■ Directions
Would you transcribe all of the data exactly, down to the last character?

■ Raw data
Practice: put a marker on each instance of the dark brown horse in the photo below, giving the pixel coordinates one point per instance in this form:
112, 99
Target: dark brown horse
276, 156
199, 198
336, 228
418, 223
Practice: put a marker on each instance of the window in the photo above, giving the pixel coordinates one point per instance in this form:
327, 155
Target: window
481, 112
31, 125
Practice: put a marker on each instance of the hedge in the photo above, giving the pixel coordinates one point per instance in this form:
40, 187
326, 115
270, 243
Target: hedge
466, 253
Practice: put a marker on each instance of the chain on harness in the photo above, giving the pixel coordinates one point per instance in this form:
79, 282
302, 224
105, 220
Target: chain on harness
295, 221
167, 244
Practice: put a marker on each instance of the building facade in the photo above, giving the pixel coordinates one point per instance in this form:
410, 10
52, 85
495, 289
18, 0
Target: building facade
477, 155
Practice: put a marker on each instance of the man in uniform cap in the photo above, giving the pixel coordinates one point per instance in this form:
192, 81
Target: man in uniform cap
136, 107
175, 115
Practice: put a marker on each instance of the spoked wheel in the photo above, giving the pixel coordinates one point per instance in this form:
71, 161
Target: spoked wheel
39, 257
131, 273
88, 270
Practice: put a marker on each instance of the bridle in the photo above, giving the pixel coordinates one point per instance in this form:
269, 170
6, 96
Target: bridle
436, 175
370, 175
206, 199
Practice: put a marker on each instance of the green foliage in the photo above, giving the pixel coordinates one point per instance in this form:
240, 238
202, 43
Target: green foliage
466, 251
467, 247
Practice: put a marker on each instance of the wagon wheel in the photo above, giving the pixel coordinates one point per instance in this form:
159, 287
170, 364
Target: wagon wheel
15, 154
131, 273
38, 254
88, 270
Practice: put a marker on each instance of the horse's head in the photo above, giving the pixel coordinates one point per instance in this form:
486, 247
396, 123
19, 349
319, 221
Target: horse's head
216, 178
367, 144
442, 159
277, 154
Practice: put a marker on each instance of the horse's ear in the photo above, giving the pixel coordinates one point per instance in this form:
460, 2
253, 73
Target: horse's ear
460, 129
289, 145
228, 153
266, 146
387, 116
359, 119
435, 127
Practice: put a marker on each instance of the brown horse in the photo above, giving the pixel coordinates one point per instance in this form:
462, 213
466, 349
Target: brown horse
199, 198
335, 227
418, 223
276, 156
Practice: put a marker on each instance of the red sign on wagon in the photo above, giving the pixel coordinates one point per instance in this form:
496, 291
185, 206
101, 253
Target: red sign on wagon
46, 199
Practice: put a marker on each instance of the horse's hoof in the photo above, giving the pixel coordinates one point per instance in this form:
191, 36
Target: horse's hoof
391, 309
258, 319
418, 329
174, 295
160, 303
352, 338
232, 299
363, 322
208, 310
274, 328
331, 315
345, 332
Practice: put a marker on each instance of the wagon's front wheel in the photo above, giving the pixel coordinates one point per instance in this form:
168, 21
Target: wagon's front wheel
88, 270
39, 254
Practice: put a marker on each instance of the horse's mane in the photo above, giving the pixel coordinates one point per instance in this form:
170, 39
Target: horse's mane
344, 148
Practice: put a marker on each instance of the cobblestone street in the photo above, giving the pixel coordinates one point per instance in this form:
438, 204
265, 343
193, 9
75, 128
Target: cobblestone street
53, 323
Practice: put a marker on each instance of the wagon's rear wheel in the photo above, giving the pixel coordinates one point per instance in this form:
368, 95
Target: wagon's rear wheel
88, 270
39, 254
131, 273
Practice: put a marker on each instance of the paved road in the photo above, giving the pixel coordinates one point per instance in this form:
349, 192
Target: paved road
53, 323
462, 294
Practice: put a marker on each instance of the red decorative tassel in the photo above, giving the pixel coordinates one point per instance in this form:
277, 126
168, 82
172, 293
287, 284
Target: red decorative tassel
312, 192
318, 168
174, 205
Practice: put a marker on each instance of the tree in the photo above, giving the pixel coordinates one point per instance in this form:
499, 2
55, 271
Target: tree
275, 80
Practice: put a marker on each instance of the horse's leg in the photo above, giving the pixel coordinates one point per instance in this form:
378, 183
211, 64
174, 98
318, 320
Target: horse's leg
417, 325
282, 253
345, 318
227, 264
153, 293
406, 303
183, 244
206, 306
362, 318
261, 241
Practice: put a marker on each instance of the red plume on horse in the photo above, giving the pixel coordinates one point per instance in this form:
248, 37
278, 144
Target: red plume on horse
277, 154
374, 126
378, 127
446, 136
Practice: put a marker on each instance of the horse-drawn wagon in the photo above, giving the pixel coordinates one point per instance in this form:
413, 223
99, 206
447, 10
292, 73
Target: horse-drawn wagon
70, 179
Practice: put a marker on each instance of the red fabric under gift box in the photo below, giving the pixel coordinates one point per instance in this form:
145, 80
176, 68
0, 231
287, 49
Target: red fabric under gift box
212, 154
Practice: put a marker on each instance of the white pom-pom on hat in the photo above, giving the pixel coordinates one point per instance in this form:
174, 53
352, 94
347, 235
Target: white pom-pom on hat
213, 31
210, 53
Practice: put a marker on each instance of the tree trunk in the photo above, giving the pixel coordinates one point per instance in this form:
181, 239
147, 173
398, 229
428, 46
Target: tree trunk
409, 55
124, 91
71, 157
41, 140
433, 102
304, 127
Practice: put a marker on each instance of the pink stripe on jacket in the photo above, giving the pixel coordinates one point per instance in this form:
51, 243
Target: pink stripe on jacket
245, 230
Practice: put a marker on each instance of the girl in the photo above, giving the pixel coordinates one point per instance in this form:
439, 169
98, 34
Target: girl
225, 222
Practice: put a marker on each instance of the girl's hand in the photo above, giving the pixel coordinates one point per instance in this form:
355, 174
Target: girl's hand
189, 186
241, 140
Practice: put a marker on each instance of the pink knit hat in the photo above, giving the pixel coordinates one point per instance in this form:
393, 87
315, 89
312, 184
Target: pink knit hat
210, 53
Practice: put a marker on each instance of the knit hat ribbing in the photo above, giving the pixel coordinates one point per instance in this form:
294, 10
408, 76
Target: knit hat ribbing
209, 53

■ Solution
Practice: put a marker on each instance of the dark brown horse in the photo below, giving the pixel coordinates one point per instance in this form:
112, 99
Target: dark brown horse
276, 156
199, 198
336, 228
418, 223
Practice: put a marker on each instance of the window in the photo above, giving the pixel coordinates one point per instance in this form:
327, 155
Target: window
481, 112
31, 125
Practice: put a marker on each instance of the hedge in the photo above, giving the pixel coordinates one point per instance in this form:
40, 187
326, 115
270, 243
Target: hedge
466, 253
Practice: put a marker on each instance of the chain on harness in the photo above, giving the pixel coordinates one point per instance in this form:
79, 282
302, 224
105, 220
Target: chain on harness
295, 221
167, 244
Practice: put a marker on each instance of the building facade in the photo above, giving the pixel coordinates one point per instance in this form:
410, 10
52, 85
495, 289
18, 0
Target: building facade
477, 155
Practice: put a marker on each instance of the man in uniform cap in the photo above, giving the pixel coordinates one point per instance in this form:
192, 81
Target: man in uniform cap
136, 107
175, 115
Practice: put a marker on each instance of the spoked wheel in the photo above, giving the pixel coordinates one point per instance in this form:
71, 161
Target: spoked wheel
39, 257
131, 273
88, 270
Practice: put a marker on each instance of the bridle in the photo above, giving the pixel coordinates one point per instance in this form:
269, 170
6, 96
Target: bridle
436, 175
370, 175
206, 199
Practice: put a marker on each instance of the green foliage in the photo above, giving the pixel coordinates one point per instance in this form:
240, 238
202, 43
Target: green foliage
466, 251
467, 247
Practice: put a marker on each instance of the wagon wheel in the photo above, giving the pixel coordinates one point per instance in this form:
159, 287
170, 364
Target: wagon wheel
15, 154
131, 273
38, 254
88, 270
Practice: put a marker on each instance of the horse's head in the photo above, giving the pixel coordinates one point per instance in this form:
486, 247
396, 123
19, 349
319, 221
Target: horse's head
216, 178
367, 144
442, 159
277, 154
Practice: put a marker on each instance of the horse's ear in the photo above, giving the pixel coordinates one point per instance in this form:
460, 2
253, 73
Target: horse's ear
460, 129
289, 145
228, 153
266, 146
387, 116
359, 119
435, 127
Practice: put a marker on each instance of the brown horse in the photo above, giving the pixel coordinates one point per instance in this form:
462, 213
466, 349
Target: brown horse
199, 198
335, 227
418, 223
276, 156
Practice: put a marker on each instance of the red sign on wagon in the photo above, giving the pixel coordinates one point per instance in this form:
496, 291
185, 206
101, 253
Target: red sign on wagon
46, 199
Practice: put a marker on each instance of the horse's hoof in the photo above, giving the pixel coordinates one point per instance in this form:
191, 36
Target: horse's hoof
391, 309
258, 319
418, 329
174, 295
160, 303
352, 338
232, 299
363, 322
208, 310
274, 328
331, 315
345, 332
Practice: put a marker on each instance of the wagon's front wheel in the photo above, giving the pixel coordinates one point per instance in this form:
168, 21
Target: wagon's front wheel
88, 270
39, 254
Practice: put a marker on each instance of the horse's mane in the photo above, giving the pixel coordinates one point per instance in this form:
170, 39
Target: horse's mane
344, 148
Practice: put a marker on each instance of the cobblestone street in the photo above, giving the pixel coordinates one point per instance in this form:
438, 204
265, 343
193, 9
75, 128
Target: cobblestone street
53, 323
Practice: put a marker on each instance of the wagon's rear wheel in the photo above, giving the pixel coordinates one point per instance in this form:
368, 95
Target: wagon's rear wheel
88, 270
39, 254
131, 273
Practice: put a marker on each instance of the paved road in the photo above, giving the pixel coordinates one point per instance in this form:
349, 192
Target: paved road
53, 323
462, 294
Practice: put a marker on each instance of the red decorative tassel in the photo above, giving the pixel coordinates one point per instance in this form:
277, 126
168, 82
172, 293
287, 284
Target: red decorative tassel
312, 192
318, 168
174, 205
Practice: put a marker on each instance of the tree in the photo above, giving the pixel coordinates one point per instance in this form:
499, 2
55, 271
Target: tree
275, 80
Practice: put a marker on each instance of the horse's leg in the photo above, giving the pixel coordinates one point per instance in this form:
378, 183
211, 64
174, 98
318, 320
Target: horse's leg
417, 325
282, 253
345, 318
227, 264
153, 293
406, 303
183, 244
206, 306
362, 318
261, 241
Practice: put a marker on each instance of the red plume on horse in the photo above, giving the pixel coordinates one point per instance in this form:
248, 37
278, 144
Target: red plume on horse
277, 154
374, 126
378, 127
446, 136
Practice: put a marker on each instance of the horse-drawn wagon in the photo above, giving the pixel coordinates one point per instance in this form:
413, 223
99, 206
447, 10
292, 73
Target: horse-drawn wagon
70, 179
Practice: put a marker on each instance of the red fabric under gift box in the photo below, giving the pixel coordinates one point per instance in this form:
145, 80
176, 68
0, 231
287, 49
Target: red fabric under gift box
212, 154
Practice: put a marker on each instance of the white pom-pom on hat in the photo above, giving the pixel coordinates one point per instance in this form:
174, 53
352, 94
347, 235
Target: white pom-pom on hat
213, 31
210, 53
Practice: put a marker on each instance of the tree trunk in the photo above, giving the pixel coordinates one point per instance in this form:
181, 239
147, 173
398, 229
428, 46
Target: tree trunk
409, 55
124, 91
71, 157
41, 140
433, 102
304, 127
Practice: put a marker on each instance of the pink stripe on jacket in the photo above, giving the pixel coordinates one point per instance in this form:
51, 243
Target: pink stripe on jacket
245, 230
Practice: put a marker on each instance of the girl in the photo above, giving the pixel coordinates one point per instance in this form:
439, 169
98, 34
Target: girl
225, 222
Practice: put a marker on each instance of the girl's hand in the photo above, giving the pixel coordinates one point per instance in this form:
355, 174
Target: girl's hand
189, 186
241, 140
Practice: put a marker on each instance of the pink knit hat in the photo above, giving the pixel coordinates one point per instance in this form:
393, 87
315, 89
312, 184
Target: pink knit hat
210, 53
Practice: put a marker on each instance of the knit hat ribbing in the photo above, giving the pixel coordinates one point per instance in this form:
294, 10
408, 76
Target: knit hat ribbing
209, 53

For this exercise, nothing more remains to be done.